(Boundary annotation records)
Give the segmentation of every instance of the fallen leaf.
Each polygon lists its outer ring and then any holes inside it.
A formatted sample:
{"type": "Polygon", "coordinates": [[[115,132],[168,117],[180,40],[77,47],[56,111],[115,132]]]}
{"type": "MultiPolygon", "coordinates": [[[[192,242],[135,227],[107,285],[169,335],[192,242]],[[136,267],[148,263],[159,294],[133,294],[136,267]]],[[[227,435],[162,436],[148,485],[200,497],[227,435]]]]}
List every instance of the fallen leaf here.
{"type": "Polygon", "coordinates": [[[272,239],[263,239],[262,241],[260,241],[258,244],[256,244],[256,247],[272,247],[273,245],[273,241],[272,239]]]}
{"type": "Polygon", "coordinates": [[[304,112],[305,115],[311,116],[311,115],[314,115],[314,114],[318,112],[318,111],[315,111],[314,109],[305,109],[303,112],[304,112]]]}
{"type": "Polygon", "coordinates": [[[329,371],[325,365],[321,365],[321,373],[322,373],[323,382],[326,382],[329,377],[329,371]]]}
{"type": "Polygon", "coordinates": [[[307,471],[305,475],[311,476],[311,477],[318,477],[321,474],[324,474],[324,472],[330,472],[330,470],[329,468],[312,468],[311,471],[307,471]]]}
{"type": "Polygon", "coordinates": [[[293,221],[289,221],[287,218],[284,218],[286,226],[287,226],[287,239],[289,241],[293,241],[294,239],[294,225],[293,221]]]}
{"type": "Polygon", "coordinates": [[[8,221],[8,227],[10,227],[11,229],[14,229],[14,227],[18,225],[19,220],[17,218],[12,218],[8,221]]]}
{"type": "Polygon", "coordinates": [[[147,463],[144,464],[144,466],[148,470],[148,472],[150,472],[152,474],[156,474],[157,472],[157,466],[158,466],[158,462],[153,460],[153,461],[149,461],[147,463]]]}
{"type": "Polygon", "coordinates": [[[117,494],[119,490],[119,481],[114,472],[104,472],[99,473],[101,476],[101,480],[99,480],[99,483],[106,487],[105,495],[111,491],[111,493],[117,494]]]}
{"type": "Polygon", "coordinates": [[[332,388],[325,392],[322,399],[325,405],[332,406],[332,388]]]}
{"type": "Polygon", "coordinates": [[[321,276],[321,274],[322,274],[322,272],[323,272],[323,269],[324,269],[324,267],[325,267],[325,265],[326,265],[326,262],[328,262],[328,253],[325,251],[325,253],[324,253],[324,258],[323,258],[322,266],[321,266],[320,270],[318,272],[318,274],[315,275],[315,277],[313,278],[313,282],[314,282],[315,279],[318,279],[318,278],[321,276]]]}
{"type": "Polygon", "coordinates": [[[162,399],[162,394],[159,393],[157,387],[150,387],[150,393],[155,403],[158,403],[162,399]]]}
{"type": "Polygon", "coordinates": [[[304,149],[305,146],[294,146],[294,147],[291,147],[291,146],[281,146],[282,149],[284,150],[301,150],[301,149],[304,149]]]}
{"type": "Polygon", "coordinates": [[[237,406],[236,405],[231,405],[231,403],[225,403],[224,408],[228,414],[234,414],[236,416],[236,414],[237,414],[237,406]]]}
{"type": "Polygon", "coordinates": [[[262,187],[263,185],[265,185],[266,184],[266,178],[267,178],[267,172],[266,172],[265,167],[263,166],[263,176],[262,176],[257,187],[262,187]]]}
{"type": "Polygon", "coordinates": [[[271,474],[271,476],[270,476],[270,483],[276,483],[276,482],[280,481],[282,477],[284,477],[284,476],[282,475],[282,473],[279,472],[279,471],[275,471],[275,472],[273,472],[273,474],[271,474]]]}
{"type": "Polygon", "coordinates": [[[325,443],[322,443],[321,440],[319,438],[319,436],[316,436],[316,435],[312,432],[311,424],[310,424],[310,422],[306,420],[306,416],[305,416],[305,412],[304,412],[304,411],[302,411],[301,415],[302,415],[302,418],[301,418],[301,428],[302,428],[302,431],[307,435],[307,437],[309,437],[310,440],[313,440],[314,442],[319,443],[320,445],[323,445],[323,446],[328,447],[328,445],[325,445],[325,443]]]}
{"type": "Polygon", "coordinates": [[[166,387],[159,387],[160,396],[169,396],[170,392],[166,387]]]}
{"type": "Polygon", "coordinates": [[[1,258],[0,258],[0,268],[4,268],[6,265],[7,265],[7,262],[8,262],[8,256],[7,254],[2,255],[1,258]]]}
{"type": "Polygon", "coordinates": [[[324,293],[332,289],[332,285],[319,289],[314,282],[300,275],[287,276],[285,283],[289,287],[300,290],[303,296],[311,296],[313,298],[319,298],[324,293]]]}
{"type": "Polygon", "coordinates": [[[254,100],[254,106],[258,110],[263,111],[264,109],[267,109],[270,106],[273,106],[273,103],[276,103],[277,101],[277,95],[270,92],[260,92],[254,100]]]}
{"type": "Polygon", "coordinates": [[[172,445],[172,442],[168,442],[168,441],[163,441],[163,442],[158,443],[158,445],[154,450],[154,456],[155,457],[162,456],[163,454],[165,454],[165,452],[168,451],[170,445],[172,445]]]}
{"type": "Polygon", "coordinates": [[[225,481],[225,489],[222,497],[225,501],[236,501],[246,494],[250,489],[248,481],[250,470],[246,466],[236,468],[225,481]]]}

▶ _Task prompt_
Count the lines above that contain the word "leaf" and give only the number.

▶ _Task solution_
2